Selected text:
===

Tuesday, 29 March 2011

9 months later - around half way will the stitches are scheduled to be removed.

Its now about 9 months since my operation.  I haven't updated the blogfor a while.  Partly this is because my eye doctor says I am far from a typical case and originally part of the purpose of this blog was to let people know what to expect.  The other reason that I haven't written for a while is that my eye has not been bothering me very much.

My eye has been largely free of pain the last 6 months or so.  It's also a lot less sensitive to light/wind etc then it was before the operation.  I am not sure how much to read into this as I am still on steroid eye drops (maxidex) which have a powerful inflamitory affect.  The real test will be when I come off maxidex.

My total vision from both eyes is pretty good and I am pretty happy with it.  Thats said my vision in the eye that was operated on is not great.  I can see 6/12 well and can probably get 9/12 just.   The amount of prescription needed by my eye has significantly and steadily decreased over the last 6 months, while my vision has maybe improved slightly.  Most of the decrease in the prescription needed for me eye is due to removing extra stitches that he added to hold my cornea steady.   These are one off stuicthes that he added after the first operation failed and he has not ever used them before.

I think my astigmatism is around 1 diopters and my short sightedness is around 2 or whatever they measure this in.  I'm not confident about that measure of short-sightedness.  At any rate its within what galsses should be able to correct effectively and not so different from my right eye that the difference should cause complications.

===

(Region pointing data)

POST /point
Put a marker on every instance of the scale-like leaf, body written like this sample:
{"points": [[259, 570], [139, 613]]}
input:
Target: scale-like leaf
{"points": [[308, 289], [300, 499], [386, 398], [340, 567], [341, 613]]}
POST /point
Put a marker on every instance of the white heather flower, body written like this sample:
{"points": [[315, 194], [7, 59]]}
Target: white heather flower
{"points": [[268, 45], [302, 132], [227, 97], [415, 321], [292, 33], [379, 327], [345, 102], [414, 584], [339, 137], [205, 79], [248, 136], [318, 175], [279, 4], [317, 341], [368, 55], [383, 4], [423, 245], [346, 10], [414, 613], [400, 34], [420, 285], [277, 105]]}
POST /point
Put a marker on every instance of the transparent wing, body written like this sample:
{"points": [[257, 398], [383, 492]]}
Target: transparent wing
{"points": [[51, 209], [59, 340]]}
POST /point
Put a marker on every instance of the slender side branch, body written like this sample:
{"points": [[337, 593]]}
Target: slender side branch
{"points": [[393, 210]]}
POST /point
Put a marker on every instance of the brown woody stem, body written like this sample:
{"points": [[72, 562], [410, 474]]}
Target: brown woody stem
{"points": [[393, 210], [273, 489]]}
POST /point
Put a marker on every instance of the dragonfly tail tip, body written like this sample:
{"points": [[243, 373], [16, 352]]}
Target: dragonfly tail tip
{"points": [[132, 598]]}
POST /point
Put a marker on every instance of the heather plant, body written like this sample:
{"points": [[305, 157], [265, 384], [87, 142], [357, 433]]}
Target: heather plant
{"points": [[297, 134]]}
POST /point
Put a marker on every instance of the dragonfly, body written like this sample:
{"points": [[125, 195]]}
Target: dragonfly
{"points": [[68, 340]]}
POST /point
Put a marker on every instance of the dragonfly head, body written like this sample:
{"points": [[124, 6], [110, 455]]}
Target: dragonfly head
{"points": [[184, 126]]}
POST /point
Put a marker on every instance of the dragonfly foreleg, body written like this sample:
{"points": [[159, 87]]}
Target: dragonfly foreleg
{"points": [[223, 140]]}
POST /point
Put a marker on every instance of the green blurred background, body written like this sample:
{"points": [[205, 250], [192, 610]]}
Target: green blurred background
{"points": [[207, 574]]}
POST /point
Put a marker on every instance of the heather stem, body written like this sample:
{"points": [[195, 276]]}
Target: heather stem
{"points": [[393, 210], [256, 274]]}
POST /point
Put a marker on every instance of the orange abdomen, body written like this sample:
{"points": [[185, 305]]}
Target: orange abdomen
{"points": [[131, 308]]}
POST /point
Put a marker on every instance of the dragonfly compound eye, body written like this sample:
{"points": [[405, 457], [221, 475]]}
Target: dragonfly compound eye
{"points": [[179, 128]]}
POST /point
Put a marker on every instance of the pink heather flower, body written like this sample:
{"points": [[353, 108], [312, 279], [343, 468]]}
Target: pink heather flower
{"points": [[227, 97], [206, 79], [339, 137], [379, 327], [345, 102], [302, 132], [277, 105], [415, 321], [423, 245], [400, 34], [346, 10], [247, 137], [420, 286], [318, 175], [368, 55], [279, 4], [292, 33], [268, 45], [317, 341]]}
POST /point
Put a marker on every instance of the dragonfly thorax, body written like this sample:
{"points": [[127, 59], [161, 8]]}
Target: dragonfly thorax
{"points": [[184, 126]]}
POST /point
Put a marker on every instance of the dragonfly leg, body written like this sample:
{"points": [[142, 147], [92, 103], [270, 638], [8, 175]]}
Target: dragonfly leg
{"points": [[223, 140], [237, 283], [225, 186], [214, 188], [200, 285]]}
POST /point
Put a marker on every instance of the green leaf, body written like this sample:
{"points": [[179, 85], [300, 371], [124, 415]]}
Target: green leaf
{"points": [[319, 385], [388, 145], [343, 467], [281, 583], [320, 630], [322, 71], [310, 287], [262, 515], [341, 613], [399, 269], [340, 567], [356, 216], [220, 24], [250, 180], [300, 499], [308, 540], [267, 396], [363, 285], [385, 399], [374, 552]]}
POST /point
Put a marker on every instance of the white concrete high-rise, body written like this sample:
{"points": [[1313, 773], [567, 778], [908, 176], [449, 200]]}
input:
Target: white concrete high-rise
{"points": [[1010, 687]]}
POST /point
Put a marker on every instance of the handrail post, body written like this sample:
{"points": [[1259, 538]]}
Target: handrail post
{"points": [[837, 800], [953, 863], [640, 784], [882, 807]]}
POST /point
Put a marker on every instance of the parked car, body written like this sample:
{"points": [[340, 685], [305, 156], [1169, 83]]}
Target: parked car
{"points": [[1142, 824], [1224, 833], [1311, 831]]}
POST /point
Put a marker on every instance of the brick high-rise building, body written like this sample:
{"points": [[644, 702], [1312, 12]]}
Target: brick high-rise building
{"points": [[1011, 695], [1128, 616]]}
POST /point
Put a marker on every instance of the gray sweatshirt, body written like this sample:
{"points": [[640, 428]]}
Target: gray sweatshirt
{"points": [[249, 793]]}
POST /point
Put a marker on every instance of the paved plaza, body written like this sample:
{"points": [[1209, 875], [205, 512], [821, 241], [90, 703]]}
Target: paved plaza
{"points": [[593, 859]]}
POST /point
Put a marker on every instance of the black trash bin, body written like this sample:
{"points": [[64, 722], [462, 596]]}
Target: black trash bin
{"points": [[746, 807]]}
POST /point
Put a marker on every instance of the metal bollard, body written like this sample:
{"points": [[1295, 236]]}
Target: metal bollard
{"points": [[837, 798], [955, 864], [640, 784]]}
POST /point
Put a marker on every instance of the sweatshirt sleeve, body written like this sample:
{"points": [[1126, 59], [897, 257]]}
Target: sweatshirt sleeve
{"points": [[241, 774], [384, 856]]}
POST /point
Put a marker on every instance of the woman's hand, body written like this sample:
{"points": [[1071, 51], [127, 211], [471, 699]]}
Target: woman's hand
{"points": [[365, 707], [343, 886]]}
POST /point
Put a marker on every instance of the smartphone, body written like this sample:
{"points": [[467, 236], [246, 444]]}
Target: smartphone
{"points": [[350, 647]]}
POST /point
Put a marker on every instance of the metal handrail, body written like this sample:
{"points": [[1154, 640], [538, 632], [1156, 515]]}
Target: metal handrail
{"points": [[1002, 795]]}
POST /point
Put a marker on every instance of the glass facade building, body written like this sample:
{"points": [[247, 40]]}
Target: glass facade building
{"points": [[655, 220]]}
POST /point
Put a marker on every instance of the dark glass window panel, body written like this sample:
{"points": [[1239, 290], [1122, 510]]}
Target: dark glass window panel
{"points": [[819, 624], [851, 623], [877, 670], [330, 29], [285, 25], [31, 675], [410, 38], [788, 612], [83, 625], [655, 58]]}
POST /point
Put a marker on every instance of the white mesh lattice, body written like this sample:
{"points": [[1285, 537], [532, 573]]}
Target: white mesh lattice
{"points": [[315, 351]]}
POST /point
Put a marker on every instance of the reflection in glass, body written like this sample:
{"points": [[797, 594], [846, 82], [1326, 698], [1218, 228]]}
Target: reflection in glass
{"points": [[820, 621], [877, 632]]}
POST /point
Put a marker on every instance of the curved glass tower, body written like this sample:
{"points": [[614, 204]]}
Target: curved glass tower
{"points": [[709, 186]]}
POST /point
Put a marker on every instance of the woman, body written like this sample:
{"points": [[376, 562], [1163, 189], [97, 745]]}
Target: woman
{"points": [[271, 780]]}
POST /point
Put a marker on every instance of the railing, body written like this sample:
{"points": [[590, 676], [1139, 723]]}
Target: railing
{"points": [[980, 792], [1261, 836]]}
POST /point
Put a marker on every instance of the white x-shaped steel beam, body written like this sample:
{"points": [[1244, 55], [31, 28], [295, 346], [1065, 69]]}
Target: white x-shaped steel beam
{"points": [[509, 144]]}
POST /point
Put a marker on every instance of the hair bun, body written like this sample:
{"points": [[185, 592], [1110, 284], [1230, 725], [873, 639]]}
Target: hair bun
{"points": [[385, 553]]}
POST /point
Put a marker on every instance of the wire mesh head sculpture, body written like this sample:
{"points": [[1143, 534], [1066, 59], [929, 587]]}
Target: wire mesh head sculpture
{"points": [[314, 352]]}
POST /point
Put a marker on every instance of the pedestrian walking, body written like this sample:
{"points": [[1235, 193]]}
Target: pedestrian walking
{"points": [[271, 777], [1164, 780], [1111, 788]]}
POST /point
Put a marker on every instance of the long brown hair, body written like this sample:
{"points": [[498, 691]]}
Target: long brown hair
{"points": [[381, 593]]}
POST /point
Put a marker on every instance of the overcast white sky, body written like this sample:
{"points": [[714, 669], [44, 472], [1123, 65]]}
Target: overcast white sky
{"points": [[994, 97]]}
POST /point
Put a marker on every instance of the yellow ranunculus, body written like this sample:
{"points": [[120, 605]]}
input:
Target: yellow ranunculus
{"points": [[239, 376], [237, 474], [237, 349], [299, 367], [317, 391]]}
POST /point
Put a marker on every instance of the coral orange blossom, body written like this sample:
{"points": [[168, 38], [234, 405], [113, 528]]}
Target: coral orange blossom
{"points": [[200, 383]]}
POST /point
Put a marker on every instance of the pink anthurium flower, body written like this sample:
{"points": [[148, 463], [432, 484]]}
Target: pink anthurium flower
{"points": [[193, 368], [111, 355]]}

===

Work instructions: Repeat the passage from the eye surgery blog post word for word, starting at the words that contain "I think my astigmatism" and stopping after "should cause complications.".

The completed task:
I think my astigmatism is around 1 diopters and my short sightedness is around 2 or whatever they measure this in.  I'm not confident about that measure of short-sightedness.  At any rate its within what galsses should be able to correct effectively and not so different from my right eye that the difference should cause complications.